*DO THIS*.
Reproduce as a numbered list everything in the rows below from the line containing "Query: stretcher wheel" down to the line containing "Give the mask of the stretcher", including both of those lines and omitting any blank lines.

*AVAILABLE DATA*.

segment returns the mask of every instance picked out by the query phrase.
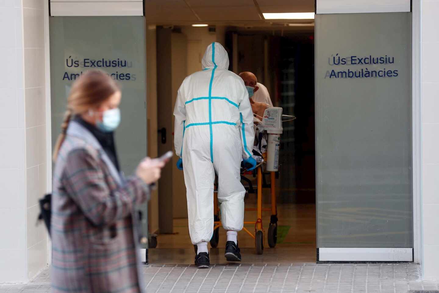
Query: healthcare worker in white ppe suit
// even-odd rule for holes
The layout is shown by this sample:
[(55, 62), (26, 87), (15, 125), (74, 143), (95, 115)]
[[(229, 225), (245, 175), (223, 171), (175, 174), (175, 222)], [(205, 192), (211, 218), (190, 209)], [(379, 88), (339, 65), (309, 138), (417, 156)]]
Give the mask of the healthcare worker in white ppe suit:
[(195, 265), (210, 265), (207, 243), (213, 233), (213, 183), (223, 227), (227, 230), (225, 256), (240, 261), (237, 238), (242, 229), (245, 190), (241, 182), (241, 161), (248, 170), (252, 157), (253, 113), (242, 79), (229, 71), (229, 57), (220, 44), (209, 45), (202, 70), (187, 77), (178, 90), (174, 110), (176, 152), (186, 186), (189, 234), (196, 244)]

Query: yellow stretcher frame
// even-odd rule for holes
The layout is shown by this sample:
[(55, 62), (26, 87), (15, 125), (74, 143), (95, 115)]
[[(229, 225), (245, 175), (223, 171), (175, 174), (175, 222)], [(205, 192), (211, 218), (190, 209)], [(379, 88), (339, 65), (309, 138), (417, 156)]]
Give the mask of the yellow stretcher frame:
[[(263, 156), (264, 161), (266, 161), (266, 153), (263, 154)], [(258, 254), (262, 254), (263, 252), (264, 233), (265, 232), (262, 221), (263, 211), (271, 211), (271, 218), (270, 219), (270, 227), (269, 229), (269, 245), (270, 247), (274, 247), (276, 246), (276, 243), (277, 239), (277, 208), (276, 198), (276, 172), (270, 172), (271, 175), (270, 189), (271, 189), (271, 207), (270, 208), (264, 208), (263, 207), (262, 203), (262, 189), (263, 188), (262, 184), (262, 165), (259, 166), (256, 169), (258, 186), (257, 189), (257, 205), (256, 208), (246, 208), (244, 210), (246, 211), (257, 211), (257, 218), (255, 221), (245, 222), (244, 223), (244, 225), (254, 224), (255, 234), (252, 234), (245, 227), (243, 227), (242, 229), (255, 239), (255, 246), (256, 248), (256, 253)], [(218, 216), (219, 215), (220, 211), (218, 207), (218, 197), (215, 196), (215, 193), (216, 192), (214, 192), (213, 195), (214, 213), (216, 216)], [(214, 235), (215, 234), (215, 231), (217, 229), (219, 229), (221, 225), (221, 221), (215, 221), (214, 222)], [(272, 225), (273, 225), (272, 226)]]

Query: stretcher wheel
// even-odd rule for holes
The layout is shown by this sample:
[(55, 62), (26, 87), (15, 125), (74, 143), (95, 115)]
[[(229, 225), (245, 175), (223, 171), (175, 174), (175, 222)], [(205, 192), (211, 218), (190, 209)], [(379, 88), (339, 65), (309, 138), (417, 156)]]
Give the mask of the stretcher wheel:
[(148, 247), (149, 248), (155, 248), (157, 247), (157, 236), (151, 236), (149, 239), (149, 243)]
[(268, 228), (268, 236), (267, 239), (268, 240), (268, 246), (270, 248), (273, 248), (276, 247), (276, 243), (277, 242), (277, 224), (270, 224), (270, 226)]
[(213, 235), (212, 239), (210, 239), (210, 246), (213, 248), (216, 248), (220, 242), (220, 228), (217, 228), (213, 230)]
[(264, 252), (264, 233), (262, 231), (256, 232), (255, 241), (256, 242), (256, 253), (262, 254)]

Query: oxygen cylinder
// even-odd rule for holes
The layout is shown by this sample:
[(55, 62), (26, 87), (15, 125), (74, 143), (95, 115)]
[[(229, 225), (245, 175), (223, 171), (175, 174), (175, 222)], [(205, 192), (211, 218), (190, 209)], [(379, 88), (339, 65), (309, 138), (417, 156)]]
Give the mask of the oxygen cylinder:
[(281, 145), (281, 135), (269, 133), (268, 143), (266, 170), (277, 172), (279, 171), (279, 149)]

*THE SOLUTION*.
1. Query: stretcher wheel
2. // even-odd rule for holes
3. The layout is shown by this sample:
4. [(55, 62), (26, 87), (15, 125), (74, 143), (95, 115)]
5. [[(229, 225), (245, 175), (223, 171), (175, 174), (175, 222)], [(205, 192), (211, 218), (190, 209)], [(379, 88), (339, 65), (309, 138), (417, 156)]]
6. Give the mask of the stretcher wheel:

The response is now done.